_What you are asked to do_
Somewhere below are a line with "Expected behaviour: for every instance of the pier" and a later line with "woman standing, place". Output exactly those lines and all lines between them.

[Source material Boundary: Start]

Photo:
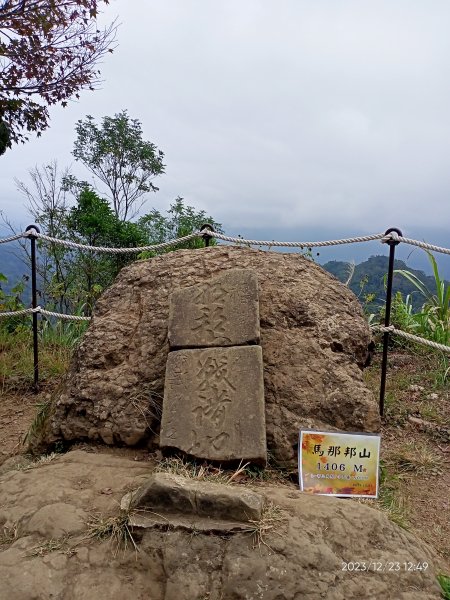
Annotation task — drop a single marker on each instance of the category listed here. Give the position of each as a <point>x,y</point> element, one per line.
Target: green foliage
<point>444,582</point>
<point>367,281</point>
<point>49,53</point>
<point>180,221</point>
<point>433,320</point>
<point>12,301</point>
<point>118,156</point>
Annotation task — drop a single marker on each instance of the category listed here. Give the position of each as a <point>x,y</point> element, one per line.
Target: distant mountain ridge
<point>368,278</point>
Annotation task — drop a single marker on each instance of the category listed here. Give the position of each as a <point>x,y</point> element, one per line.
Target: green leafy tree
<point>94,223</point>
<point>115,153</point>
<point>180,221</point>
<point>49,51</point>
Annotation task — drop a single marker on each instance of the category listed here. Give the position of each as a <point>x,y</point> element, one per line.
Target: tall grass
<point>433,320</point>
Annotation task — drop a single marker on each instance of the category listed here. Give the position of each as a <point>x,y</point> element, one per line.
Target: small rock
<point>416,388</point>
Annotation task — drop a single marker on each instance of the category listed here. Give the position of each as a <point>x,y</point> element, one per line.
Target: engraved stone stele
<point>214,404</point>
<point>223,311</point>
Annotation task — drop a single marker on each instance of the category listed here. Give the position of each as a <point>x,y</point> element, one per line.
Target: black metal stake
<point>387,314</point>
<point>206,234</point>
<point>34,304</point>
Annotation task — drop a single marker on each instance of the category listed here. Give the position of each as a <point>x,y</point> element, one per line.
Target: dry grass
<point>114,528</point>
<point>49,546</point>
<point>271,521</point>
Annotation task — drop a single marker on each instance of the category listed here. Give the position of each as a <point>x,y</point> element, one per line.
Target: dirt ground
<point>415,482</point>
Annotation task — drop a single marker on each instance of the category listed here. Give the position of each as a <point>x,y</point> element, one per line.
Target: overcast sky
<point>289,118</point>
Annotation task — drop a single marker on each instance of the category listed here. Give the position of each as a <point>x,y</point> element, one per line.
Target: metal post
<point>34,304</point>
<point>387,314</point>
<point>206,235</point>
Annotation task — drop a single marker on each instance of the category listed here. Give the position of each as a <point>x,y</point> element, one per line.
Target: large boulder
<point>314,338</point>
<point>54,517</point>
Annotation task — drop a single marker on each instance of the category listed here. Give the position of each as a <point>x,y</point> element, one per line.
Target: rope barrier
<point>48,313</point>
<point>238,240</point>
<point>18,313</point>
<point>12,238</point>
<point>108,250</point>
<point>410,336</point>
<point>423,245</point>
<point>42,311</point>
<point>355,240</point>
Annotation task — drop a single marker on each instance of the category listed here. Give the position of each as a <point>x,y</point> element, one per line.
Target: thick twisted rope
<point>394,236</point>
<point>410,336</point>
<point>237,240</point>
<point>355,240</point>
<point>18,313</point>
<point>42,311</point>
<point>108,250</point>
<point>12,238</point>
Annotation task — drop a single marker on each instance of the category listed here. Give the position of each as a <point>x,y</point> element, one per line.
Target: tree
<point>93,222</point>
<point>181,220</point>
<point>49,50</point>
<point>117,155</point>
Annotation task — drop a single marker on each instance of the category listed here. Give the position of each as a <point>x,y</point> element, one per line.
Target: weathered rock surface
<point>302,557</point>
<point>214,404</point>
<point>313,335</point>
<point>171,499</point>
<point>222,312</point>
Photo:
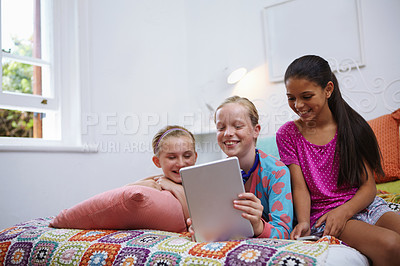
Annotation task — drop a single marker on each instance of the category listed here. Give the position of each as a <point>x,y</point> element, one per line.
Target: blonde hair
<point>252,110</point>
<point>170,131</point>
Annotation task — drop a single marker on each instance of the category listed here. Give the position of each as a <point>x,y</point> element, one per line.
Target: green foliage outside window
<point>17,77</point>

[Source material Boundary: End]
[Source material Boundary: Start]

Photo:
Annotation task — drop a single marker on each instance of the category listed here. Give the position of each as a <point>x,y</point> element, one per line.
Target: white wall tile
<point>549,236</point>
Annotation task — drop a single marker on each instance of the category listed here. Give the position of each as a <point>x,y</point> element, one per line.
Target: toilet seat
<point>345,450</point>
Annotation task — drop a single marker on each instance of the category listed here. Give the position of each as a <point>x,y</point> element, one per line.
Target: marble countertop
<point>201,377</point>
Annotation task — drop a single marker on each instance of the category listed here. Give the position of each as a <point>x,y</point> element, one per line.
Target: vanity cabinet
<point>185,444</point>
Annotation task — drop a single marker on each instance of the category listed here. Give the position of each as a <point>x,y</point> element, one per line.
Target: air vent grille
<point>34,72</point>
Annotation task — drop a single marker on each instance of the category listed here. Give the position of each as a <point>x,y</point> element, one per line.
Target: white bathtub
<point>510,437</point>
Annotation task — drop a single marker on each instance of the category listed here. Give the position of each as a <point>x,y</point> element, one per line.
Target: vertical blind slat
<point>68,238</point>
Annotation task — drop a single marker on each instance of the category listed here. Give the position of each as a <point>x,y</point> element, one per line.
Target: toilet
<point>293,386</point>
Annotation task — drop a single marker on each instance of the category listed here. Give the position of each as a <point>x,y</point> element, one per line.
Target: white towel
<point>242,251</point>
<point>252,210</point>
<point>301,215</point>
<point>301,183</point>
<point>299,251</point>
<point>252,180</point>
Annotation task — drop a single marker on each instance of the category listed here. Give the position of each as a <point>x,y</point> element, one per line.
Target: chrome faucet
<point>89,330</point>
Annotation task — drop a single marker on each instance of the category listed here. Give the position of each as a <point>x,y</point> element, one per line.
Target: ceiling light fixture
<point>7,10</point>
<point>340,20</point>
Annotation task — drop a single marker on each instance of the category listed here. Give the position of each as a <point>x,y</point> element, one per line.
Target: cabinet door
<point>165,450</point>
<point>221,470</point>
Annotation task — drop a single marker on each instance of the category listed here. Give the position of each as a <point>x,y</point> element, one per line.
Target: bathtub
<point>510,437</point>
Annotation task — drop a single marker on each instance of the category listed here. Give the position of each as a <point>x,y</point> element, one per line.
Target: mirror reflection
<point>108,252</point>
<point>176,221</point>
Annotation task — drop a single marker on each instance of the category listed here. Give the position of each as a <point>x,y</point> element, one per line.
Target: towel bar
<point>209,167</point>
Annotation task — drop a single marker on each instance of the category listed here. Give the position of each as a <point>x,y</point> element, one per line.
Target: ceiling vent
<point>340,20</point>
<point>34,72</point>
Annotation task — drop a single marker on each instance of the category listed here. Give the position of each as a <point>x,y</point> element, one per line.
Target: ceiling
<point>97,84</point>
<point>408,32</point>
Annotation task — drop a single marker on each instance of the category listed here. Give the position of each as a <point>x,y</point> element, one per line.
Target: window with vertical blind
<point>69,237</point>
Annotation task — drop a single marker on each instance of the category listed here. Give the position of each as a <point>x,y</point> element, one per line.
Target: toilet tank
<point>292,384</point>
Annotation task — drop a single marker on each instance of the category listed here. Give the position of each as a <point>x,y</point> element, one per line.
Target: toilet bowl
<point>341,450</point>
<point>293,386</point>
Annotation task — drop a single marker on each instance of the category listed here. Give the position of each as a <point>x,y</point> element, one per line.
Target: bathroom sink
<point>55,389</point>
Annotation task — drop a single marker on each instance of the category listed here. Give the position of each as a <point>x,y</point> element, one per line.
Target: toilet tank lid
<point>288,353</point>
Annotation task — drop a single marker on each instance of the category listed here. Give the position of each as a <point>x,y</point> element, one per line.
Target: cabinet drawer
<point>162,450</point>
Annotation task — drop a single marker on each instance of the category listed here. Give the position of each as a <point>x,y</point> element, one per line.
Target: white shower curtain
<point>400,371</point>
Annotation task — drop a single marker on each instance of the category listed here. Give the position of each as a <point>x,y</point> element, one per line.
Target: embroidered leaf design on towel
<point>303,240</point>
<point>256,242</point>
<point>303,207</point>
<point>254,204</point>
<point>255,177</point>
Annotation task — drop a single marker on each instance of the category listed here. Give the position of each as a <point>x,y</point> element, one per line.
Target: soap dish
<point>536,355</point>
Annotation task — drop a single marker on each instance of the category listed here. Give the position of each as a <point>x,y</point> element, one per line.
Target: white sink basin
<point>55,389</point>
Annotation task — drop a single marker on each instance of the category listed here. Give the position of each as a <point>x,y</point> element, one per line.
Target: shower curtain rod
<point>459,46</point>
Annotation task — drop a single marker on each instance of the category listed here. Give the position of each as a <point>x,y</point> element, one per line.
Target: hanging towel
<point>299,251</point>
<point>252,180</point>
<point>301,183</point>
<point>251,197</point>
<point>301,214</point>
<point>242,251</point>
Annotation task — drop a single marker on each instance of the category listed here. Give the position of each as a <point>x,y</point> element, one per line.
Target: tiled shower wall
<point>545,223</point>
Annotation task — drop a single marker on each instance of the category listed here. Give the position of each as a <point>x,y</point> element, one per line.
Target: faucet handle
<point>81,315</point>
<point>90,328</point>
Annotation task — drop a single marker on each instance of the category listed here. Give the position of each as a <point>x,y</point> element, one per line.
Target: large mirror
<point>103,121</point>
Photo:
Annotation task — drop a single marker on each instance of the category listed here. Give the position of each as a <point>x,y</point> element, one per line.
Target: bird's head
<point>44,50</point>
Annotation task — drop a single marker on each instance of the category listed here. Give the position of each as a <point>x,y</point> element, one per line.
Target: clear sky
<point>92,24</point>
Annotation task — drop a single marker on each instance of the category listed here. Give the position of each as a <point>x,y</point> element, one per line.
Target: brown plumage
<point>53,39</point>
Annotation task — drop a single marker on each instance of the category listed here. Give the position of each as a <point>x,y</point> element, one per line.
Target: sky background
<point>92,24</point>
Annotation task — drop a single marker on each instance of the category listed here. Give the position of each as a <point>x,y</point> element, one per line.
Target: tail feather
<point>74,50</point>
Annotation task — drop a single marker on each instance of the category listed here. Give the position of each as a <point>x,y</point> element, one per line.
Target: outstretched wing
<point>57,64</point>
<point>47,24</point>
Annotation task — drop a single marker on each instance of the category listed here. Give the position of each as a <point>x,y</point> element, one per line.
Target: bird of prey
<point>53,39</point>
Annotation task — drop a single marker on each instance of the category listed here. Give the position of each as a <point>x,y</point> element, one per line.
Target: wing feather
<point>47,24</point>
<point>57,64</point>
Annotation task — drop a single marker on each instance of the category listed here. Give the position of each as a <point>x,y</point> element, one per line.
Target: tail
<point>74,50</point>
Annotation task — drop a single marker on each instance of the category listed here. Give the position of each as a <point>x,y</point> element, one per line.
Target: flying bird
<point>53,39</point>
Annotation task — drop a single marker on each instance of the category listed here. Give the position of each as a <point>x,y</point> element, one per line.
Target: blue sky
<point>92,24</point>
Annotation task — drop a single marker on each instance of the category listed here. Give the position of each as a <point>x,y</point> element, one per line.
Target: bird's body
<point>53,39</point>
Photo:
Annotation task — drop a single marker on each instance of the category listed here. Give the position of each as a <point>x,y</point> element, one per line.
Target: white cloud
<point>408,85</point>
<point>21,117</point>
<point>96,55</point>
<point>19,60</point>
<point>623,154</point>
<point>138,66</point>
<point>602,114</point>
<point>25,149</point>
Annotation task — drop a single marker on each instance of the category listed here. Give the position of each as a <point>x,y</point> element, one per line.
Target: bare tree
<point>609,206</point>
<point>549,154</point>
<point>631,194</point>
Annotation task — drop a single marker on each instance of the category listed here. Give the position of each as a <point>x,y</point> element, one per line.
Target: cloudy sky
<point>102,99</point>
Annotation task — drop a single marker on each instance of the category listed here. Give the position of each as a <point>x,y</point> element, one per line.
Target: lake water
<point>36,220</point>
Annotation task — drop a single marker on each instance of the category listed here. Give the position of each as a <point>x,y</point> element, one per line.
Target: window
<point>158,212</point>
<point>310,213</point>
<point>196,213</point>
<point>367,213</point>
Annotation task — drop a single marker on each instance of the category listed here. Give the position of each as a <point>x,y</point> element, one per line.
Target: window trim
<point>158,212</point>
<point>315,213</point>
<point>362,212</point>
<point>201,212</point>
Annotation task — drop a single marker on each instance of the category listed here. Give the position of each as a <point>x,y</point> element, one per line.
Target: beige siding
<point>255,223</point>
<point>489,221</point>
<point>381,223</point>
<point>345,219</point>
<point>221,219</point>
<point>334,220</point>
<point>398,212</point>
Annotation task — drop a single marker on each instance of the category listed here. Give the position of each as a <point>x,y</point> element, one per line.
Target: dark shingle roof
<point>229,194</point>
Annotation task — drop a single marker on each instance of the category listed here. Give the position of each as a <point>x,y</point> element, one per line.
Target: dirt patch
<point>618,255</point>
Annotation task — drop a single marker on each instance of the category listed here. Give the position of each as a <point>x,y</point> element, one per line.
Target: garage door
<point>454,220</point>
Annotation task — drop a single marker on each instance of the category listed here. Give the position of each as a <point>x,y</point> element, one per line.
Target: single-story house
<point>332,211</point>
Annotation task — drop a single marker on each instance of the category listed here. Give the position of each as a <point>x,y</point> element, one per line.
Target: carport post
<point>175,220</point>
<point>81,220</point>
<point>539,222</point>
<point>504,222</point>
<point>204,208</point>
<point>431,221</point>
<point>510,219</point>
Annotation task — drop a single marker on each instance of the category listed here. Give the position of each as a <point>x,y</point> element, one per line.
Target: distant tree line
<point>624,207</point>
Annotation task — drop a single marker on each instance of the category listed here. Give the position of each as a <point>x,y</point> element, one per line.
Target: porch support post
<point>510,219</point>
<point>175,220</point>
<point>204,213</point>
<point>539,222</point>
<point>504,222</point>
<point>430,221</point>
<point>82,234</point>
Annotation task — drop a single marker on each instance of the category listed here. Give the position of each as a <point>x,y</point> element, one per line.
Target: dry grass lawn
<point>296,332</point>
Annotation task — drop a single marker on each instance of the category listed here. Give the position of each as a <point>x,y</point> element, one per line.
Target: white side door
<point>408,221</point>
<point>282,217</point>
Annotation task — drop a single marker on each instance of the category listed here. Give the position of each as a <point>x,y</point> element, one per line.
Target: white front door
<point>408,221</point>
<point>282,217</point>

[Source material Boundary: End]
[Source material Boundary: Start]

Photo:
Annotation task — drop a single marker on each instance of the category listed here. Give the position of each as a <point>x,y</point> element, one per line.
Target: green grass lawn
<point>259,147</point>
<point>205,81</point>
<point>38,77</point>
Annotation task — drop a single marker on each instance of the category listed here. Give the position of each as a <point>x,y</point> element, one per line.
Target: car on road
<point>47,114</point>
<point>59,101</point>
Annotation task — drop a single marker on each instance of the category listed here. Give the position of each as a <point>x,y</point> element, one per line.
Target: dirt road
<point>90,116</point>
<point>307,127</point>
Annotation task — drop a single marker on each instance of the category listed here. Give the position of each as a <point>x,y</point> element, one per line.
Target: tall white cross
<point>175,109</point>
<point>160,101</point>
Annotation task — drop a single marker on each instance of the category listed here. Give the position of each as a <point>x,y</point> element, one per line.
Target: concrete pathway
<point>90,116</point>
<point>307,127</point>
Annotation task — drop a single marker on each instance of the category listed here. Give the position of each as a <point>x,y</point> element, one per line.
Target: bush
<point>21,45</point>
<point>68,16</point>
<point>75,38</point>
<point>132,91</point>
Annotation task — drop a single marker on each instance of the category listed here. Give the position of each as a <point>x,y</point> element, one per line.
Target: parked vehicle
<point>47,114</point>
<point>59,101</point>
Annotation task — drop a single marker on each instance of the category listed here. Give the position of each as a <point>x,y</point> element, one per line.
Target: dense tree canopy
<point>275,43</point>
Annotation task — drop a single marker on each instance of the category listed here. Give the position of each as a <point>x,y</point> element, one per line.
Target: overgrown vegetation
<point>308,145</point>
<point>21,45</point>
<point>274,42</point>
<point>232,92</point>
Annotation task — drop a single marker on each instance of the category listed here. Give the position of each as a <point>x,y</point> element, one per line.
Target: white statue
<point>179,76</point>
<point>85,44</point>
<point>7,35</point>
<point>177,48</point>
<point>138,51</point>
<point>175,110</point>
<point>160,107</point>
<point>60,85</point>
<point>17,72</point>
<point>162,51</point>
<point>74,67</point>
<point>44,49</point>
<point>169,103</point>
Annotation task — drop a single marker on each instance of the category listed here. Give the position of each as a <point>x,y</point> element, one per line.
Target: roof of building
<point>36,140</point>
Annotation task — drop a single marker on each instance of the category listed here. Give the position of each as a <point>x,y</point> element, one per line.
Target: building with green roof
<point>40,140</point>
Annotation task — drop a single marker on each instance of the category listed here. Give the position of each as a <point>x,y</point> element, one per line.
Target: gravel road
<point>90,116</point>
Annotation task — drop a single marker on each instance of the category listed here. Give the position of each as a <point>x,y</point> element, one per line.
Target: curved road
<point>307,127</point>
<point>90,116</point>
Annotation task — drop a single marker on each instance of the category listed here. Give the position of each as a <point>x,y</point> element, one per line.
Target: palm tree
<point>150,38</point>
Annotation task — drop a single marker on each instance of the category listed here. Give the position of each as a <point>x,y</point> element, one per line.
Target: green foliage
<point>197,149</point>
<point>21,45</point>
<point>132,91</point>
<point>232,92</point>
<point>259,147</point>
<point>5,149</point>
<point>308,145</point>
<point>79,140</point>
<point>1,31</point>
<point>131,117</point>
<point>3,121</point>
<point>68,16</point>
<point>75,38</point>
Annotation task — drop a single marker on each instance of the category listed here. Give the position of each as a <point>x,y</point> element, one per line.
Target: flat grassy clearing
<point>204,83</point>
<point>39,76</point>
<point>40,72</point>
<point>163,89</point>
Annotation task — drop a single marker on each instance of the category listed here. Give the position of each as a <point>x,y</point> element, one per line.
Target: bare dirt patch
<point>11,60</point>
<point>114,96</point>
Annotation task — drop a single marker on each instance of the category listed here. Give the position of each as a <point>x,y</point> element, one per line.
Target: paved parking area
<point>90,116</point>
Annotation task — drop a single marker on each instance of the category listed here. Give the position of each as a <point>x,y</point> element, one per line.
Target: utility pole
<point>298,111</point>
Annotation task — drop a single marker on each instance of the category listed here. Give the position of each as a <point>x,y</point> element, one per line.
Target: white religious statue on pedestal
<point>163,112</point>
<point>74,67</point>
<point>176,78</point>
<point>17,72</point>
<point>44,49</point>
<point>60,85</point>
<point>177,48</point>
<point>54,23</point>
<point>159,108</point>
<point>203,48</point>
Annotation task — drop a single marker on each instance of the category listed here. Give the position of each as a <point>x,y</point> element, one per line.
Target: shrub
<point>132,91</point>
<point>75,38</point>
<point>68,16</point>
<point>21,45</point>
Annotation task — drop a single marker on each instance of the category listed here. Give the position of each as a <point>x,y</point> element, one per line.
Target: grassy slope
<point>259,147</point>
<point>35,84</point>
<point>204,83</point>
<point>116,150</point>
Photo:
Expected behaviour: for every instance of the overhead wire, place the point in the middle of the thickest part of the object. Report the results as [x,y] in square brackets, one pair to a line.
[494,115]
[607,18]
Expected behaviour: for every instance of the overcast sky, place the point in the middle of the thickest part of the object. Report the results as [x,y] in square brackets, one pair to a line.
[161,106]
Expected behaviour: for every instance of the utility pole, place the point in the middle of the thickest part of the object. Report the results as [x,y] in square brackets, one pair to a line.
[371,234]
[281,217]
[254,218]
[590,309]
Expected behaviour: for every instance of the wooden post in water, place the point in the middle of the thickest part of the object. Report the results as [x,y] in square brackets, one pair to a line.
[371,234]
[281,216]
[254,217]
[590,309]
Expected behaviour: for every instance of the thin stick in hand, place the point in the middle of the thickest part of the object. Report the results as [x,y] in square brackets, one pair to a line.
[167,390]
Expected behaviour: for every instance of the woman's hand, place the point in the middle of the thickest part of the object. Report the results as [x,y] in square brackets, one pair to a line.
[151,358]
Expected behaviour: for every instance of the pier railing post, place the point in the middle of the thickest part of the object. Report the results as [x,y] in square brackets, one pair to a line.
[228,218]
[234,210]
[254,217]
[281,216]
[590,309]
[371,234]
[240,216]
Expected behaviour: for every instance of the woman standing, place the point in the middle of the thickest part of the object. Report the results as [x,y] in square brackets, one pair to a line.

[Source material Boundary: End]

_Answer section_
Expected behaviour: for every instance of the pier railing post, place the point in the middle of the thickest part of the object. Report the results as [x,y] in square brackets, one pair to a line.
[228,218]
[234,210]
[254,217]
[281,216]
[590,309]
[371,234]
[240,216]
Expected behaviour: for every instance of the woman standing, place the point in the middle of the thickest part of the object. Report the results as [x,y] in square brackets, one pair to a line.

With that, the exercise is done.